● **Estratto**
L' uovo, sempre l' uovo: il Pontormo non se lo faceva mai mancare, almeno una volta al dì.
E artisti più moderni? Ci affidiamo ancora a Beatrice Buscaroli: «Cézanne era innamorato delle acciughe. Il cibo della sua predilezione erano tartine fatte con acciughe e melanzane».
LA LISCA DI PABLO
E poi Picasso. Picasso amava tanto la cucina, che a Barcellona hanno perfino dedicato una mostra all' argomento. Durerà fino al 30 settembre: fino ad allora, potrete ammirare chicche come il medesimo pittore che, coi capelli bianchi, nel 1957 "attaccava" una splendida sogliola alla mugnaia lasciandone solo le lische, in una sequenza fotografica immortalata da David Douglas, giornalista di Life.

● **Materiale fornito**

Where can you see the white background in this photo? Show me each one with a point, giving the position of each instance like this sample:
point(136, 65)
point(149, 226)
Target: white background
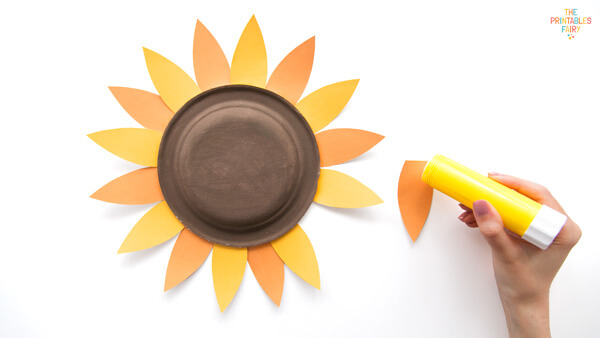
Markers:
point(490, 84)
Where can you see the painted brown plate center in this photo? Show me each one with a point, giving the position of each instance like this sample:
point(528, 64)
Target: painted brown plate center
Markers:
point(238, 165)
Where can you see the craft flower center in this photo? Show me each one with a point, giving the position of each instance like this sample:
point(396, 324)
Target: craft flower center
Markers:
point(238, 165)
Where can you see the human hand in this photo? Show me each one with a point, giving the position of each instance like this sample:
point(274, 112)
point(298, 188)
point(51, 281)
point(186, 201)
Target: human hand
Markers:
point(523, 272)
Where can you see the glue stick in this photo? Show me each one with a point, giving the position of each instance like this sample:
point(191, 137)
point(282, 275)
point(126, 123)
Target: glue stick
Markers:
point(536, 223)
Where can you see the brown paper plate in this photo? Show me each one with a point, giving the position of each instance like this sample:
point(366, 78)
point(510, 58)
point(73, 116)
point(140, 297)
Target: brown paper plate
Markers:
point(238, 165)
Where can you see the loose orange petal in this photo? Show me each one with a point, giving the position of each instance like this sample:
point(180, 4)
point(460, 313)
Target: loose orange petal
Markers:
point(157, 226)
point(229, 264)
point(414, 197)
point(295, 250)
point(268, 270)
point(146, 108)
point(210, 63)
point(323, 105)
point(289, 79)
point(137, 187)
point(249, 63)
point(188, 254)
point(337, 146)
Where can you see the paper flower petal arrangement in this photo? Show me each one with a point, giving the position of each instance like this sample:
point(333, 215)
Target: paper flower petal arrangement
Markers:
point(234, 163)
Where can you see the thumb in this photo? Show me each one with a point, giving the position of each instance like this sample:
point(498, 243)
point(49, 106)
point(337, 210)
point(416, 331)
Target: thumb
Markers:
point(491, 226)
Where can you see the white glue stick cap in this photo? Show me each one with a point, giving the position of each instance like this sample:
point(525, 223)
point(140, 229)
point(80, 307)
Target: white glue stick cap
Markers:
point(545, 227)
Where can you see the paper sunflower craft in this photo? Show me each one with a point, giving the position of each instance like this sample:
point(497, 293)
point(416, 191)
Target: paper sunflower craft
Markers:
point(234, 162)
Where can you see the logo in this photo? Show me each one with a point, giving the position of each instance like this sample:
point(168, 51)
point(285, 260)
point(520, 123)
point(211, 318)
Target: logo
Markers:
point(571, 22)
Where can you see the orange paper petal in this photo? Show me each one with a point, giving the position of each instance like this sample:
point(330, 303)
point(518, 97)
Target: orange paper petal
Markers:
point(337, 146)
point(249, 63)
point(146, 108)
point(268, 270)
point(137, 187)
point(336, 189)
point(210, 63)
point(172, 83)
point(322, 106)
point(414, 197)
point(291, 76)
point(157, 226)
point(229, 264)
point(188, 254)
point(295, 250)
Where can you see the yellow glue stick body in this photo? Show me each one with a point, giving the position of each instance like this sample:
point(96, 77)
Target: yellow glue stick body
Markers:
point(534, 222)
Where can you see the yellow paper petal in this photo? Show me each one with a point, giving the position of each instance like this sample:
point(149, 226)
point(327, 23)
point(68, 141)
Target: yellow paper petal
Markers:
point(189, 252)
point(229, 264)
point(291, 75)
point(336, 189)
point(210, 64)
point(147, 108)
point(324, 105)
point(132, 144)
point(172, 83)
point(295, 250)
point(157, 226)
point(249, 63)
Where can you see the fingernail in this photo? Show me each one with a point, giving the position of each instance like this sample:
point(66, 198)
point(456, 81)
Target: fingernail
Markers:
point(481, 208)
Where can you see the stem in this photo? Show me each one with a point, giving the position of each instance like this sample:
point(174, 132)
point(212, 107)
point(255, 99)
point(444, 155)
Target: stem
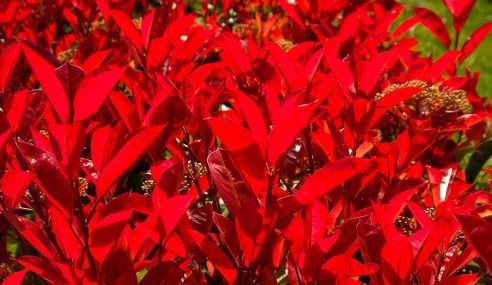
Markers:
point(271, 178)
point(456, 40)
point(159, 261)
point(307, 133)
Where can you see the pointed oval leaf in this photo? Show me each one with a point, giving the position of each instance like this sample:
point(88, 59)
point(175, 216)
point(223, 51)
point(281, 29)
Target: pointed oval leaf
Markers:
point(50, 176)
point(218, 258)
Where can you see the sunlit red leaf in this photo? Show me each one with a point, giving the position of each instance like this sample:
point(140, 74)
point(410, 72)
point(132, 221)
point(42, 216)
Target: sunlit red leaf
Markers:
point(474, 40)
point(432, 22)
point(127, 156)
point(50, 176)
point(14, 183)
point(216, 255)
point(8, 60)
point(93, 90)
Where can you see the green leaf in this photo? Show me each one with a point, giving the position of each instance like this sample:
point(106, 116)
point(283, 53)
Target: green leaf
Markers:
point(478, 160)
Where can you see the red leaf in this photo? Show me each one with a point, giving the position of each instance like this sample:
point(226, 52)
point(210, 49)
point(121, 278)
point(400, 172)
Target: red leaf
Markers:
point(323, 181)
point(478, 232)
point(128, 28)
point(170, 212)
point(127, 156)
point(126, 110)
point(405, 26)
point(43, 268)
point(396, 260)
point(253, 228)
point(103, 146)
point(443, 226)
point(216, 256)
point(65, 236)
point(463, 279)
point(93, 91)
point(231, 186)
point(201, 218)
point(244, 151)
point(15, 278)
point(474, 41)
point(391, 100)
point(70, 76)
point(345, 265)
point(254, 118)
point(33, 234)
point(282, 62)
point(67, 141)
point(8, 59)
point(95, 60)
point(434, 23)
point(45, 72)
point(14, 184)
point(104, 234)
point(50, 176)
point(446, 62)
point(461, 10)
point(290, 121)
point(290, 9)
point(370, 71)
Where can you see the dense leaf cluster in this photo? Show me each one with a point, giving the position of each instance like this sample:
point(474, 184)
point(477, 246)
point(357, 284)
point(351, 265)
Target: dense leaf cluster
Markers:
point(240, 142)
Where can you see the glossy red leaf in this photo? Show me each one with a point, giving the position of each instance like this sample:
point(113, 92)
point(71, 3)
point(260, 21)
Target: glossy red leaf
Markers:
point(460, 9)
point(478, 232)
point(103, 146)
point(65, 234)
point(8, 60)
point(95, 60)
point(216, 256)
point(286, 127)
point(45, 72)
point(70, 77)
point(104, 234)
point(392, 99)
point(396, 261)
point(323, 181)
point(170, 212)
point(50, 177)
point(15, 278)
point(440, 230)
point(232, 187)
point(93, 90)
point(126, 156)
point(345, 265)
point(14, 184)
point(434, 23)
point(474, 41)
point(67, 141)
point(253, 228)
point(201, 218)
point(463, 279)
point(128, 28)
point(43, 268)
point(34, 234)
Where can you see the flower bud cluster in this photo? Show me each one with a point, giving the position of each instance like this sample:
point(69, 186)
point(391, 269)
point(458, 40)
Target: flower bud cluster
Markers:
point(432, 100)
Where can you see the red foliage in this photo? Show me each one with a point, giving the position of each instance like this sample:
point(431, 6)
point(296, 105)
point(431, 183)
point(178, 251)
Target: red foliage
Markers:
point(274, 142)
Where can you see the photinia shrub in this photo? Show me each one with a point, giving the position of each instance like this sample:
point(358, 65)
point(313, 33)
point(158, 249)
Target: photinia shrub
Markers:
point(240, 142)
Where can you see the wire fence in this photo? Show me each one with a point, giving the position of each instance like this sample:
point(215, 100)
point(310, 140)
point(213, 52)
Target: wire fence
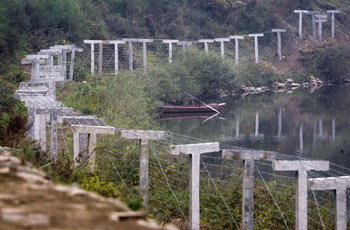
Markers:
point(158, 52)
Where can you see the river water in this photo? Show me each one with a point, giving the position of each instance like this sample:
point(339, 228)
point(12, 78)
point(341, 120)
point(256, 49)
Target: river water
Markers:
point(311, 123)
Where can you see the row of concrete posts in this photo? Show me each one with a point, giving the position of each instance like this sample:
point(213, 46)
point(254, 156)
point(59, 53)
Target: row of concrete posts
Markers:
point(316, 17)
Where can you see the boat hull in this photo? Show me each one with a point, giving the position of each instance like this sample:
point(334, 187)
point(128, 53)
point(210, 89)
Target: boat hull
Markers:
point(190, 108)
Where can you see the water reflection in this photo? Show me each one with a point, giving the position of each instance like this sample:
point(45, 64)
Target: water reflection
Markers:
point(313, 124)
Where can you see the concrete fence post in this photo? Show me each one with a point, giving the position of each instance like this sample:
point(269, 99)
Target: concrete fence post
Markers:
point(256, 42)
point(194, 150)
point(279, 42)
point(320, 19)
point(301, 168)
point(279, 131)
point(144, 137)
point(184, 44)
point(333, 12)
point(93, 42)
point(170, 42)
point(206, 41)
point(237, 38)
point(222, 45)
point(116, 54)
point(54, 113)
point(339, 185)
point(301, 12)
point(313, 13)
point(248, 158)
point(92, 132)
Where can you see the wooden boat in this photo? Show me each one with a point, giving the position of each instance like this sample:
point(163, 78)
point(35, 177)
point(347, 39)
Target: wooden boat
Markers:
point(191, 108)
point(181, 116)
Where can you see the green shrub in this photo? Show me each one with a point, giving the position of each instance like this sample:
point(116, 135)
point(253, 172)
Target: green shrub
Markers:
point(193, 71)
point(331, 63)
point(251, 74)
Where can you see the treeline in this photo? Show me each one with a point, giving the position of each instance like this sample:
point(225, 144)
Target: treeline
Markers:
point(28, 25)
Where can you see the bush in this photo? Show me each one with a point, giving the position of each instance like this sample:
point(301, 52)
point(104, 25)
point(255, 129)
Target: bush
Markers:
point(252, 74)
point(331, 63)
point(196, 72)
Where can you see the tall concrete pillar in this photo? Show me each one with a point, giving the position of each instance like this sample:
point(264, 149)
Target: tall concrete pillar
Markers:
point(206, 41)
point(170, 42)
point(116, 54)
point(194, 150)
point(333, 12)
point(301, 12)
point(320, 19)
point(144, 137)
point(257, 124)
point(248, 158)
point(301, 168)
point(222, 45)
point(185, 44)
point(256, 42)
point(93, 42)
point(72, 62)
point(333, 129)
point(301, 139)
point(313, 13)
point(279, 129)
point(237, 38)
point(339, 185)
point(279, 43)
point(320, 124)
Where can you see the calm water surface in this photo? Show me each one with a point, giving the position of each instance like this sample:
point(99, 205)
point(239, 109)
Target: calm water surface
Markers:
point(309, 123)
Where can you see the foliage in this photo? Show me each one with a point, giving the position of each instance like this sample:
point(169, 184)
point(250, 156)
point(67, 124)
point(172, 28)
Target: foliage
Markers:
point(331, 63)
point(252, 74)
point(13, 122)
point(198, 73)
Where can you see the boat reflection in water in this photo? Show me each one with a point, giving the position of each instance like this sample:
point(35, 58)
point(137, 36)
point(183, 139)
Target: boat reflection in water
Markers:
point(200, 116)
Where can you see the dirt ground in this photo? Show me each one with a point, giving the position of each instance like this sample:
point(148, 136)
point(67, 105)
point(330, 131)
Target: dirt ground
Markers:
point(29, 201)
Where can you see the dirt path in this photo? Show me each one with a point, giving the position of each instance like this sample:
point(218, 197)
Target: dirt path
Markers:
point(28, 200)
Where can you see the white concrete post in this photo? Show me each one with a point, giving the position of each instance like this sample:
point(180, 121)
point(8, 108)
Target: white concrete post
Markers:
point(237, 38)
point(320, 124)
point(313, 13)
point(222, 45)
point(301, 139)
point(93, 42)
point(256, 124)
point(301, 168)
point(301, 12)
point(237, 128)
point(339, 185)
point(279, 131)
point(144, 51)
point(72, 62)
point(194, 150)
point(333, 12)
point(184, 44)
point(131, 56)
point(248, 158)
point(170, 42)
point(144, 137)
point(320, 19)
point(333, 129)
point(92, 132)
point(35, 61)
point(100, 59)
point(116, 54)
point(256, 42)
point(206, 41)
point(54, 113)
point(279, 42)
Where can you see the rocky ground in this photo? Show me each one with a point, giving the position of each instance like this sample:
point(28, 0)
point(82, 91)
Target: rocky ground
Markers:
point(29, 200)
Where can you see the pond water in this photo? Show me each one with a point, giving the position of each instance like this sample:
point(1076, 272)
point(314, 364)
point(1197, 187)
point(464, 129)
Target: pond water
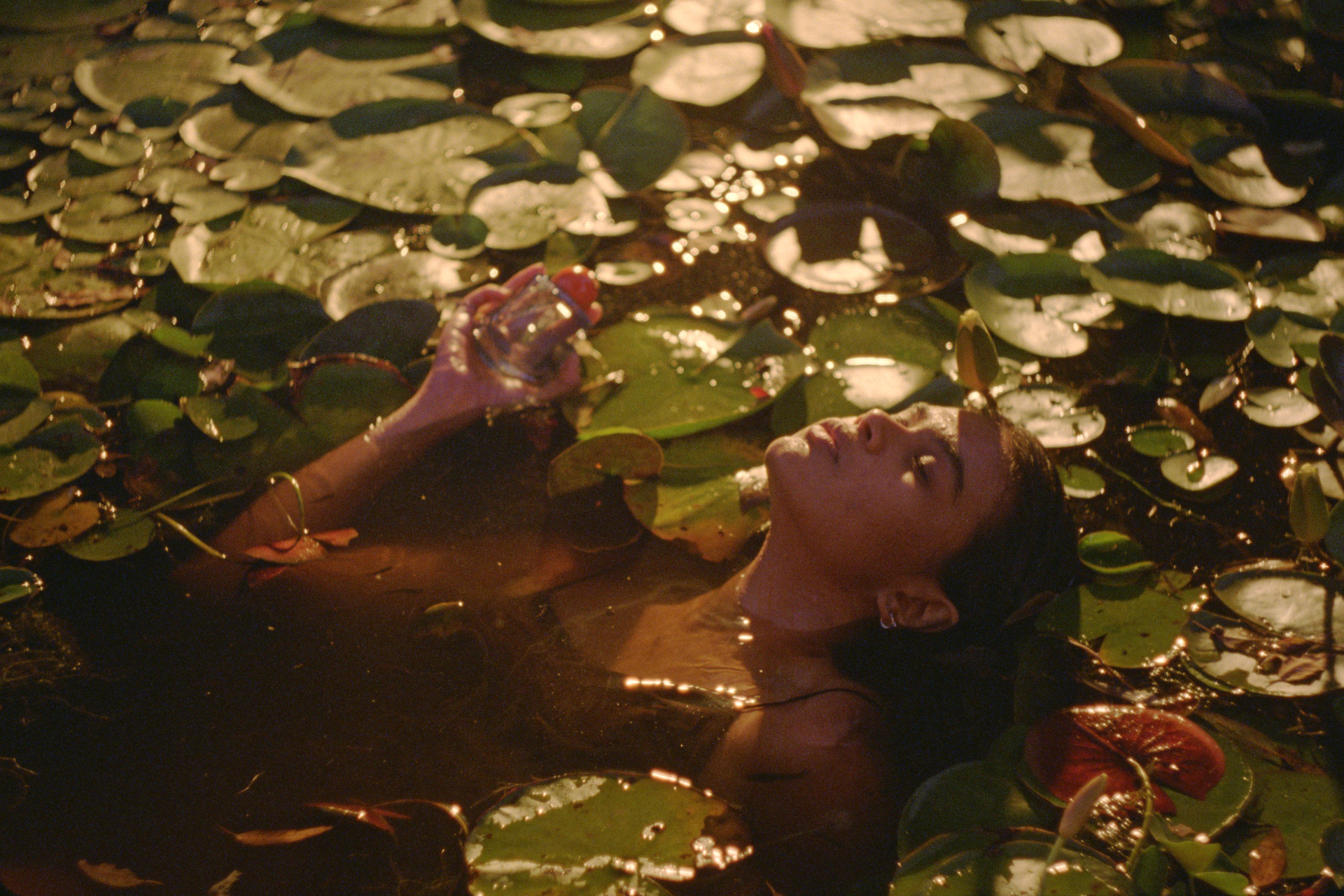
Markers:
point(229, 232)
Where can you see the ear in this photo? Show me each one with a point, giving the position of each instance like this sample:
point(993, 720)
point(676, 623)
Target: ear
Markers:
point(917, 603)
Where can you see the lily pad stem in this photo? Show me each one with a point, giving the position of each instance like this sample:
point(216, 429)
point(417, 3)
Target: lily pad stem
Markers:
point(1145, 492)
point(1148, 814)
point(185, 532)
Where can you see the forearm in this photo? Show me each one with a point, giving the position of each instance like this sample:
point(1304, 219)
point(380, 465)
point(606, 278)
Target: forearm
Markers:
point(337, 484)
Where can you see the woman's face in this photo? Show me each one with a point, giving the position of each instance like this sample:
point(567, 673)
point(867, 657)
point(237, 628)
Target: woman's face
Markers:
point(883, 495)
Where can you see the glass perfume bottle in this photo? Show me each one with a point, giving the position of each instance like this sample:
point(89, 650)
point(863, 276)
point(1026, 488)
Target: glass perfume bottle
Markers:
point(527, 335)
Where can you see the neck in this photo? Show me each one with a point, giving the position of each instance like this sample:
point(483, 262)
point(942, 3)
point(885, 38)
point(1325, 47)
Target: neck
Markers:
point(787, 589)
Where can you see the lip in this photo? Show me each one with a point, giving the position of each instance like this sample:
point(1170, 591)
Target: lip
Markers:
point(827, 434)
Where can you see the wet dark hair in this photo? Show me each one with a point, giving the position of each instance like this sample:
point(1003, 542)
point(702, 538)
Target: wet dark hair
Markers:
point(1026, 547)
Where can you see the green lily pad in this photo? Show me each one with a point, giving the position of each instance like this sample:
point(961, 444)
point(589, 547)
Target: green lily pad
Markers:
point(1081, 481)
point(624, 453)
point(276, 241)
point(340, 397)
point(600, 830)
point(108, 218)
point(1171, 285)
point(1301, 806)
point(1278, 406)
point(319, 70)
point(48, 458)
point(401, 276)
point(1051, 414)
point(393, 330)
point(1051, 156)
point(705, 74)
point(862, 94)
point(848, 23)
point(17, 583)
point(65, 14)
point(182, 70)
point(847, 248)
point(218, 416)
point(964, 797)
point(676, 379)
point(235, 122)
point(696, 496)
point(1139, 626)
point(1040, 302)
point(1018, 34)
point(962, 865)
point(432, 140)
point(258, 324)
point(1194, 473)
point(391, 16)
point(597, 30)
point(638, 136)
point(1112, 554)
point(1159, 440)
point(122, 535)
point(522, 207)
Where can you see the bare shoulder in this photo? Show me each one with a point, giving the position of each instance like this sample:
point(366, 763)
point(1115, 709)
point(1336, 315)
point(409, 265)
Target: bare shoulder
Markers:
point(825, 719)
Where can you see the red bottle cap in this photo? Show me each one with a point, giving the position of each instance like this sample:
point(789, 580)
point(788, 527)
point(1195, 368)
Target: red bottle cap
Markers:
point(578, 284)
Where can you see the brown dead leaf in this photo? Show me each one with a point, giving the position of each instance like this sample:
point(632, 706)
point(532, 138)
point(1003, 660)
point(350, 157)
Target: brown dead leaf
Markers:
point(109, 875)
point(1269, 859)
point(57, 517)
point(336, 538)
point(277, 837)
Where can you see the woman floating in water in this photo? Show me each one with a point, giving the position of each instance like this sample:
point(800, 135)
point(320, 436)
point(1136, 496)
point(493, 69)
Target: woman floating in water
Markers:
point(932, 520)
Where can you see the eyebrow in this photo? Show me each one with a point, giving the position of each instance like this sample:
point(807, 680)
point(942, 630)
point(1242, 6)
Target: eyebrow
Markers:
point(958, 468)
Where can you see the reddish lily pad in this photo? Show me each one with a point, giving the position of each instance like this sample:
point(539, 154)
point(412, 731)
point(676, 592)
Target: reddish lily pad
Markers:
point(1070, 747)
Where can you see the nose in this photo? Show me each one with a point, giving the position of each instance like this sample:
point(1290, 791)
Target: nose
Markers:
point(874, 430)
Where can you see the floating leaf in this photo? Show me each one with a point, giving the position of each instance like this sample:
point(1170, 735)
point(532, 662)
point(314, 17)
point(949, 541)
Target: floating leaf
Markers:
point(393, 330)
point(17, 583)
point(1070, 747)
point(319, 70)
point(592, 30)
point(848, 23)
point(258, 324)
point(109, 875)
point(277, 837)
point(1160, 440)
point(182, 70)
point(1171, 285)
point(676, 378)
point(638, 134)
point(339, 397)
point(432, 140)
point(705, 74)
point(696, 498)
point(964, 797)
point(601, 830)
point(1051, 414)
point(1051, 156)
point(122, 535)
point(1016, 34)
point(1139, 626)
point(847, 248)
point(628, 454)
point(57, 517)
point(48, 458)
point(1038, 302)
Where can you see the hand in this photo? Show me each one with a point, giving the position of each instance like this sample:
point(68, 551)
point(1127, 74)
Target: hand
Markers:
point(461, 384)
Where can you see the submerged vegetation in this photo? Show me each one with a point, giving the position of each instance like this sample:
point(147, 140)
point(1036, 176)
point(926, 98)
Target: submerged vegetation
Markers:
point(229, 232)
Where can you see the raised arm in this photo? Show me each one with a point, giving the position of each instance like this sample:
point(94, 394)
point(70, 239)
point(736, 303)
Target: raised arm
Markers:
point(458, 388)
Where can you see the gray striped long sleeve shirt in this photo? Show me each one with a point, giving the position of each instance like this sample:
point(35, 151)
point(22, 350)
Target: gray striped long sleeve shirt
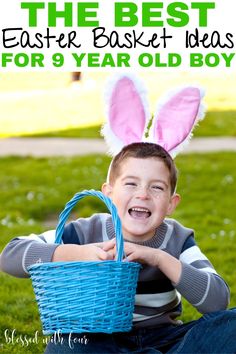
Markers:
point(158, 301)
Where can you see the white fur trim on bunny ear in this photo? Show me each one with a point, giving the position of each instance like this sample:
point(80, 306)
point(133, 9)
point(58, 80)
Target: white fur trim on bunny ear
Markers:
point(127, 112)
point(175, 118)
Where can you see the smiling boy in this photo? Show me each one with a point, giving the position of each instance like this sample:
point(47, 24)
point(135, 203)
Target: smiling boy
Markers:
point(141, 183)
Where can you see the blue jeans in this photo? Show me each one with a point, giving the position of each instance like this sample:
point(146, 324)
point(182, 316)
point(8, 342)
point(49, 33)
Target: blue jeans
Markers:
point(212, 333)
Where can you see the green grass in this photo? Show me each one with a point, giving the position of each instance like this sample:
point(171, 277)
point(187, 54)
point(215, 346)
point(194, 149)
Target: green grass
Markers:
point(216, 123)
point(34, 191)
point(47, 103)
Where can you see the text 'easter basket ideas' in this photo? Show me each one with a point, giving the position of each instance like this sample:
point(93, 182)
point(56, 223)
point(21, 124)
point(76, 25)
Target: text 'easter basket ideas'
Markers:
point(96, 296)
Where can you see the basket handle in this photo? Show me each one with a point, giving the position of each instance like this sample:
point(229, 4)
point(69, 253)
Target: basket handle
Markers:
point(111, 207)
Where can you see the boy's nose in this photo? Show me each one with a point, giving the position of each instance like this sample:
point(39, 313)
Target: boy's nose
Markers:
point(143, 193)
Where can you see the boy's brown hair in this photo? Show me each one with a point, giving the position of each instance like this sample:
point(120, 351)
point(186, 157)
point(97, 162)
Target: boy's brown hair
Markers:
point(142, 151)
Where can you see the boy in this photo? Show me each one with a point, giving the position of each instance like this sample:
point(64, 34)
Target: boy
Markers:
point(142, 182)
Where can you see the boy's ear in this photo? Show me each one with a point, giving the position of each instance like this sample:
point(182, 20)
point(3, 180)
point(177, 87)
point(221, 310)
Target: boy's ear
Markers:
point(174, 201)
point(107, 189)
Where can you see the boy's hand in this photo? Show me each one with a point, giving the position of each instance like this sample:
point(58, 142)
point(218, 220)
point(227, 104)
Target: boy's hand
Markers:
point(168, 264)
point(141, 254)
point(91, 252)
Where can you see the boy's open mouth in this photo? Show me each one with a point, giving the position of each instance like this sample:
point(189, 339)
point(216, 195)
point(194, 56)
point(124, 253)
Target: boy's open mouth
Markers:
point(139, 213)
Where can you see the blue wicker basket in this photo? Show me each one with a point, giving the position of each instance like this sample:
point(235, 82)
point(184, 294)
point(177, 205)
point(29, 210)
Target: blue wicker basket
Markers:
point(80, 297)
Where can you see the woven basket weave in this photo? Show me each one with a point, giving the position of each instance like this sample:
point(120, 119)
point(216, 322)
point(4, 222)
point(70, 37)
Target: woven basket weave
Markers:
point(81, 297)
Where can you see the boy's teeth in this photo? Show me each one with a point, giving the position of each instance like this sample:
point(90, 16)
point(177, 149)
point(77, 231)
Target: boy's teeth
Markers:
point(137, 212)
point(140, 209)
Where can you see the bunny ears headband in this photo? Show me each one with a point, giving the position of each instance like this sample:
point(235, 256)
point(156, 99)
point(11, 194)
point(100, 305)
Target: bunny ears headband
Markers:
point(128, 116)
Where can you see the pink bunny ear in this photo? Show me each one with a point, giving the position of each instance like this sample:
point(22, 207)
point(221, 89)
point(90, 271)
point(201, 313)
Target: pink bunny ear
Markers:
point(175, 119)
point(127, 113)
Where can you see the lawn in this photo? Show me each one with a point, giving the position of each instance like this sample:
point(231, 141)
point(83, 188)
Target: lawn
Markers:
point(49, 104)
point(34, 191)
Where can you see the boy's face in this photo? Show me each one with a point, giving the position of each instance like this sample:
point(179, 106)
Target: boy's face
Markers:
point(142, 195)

● **Consegna A**
Nel brano sui pittori e il cibo, fino a quando dura la mostra di Barcellona dedicata a Picasso e alla cucina?
● **Consegna B**
Ripeti il passo del brano sui pittori e il cibo che comincia con "LA LISCA DI" e termina con "giornalista di Life.".
● **Consegna C**
Riprendi il brano sui pittori e il cibo da dove si ferma e proseguilo.
L'elenco proviene da una fonte diversa.

● **Risposta A**
Fino al 30 settembre.

● **Risposta B**
LA LISCA DI PABLO
E poi Picasso. Picasso amava tanto la cucina, che a Barcellona hanno perfino dedicato una mostra all' argomento. Durerà fino al 30 settembre: fino ad allora, potrete ammirare chicche come il medesimo pittore che, coi capelli bianchi, nel 1957 "attaccava" una splendida sogliola alla mugnaia lasciandone solo le lische, in una sequenza fotografica immortalata da David Douglas, giornalista di Life.

● **Risposta C**
MANGIATORI DI RICOTTA VINCENZO CAMPI
Da quella spina nacque Tauromachia e lisca di sogliola: appena finito il pranzo, il sommo catalano tornò col blocco d' argilla che gli serviva alla bisogna. E non si limitava al pesce. Tra i ricordi più ghiotti di Picasso, ci fu sempre la butifarra: una particolare salsiccia catalana di maiale, la cui morte è coi fagioli. E così lui la prediligeva. Anche loro erano uomini, devoti al peccato di gola. Meglio di Van Gogh, che si avvelenò succhiando i colori dal tubetto.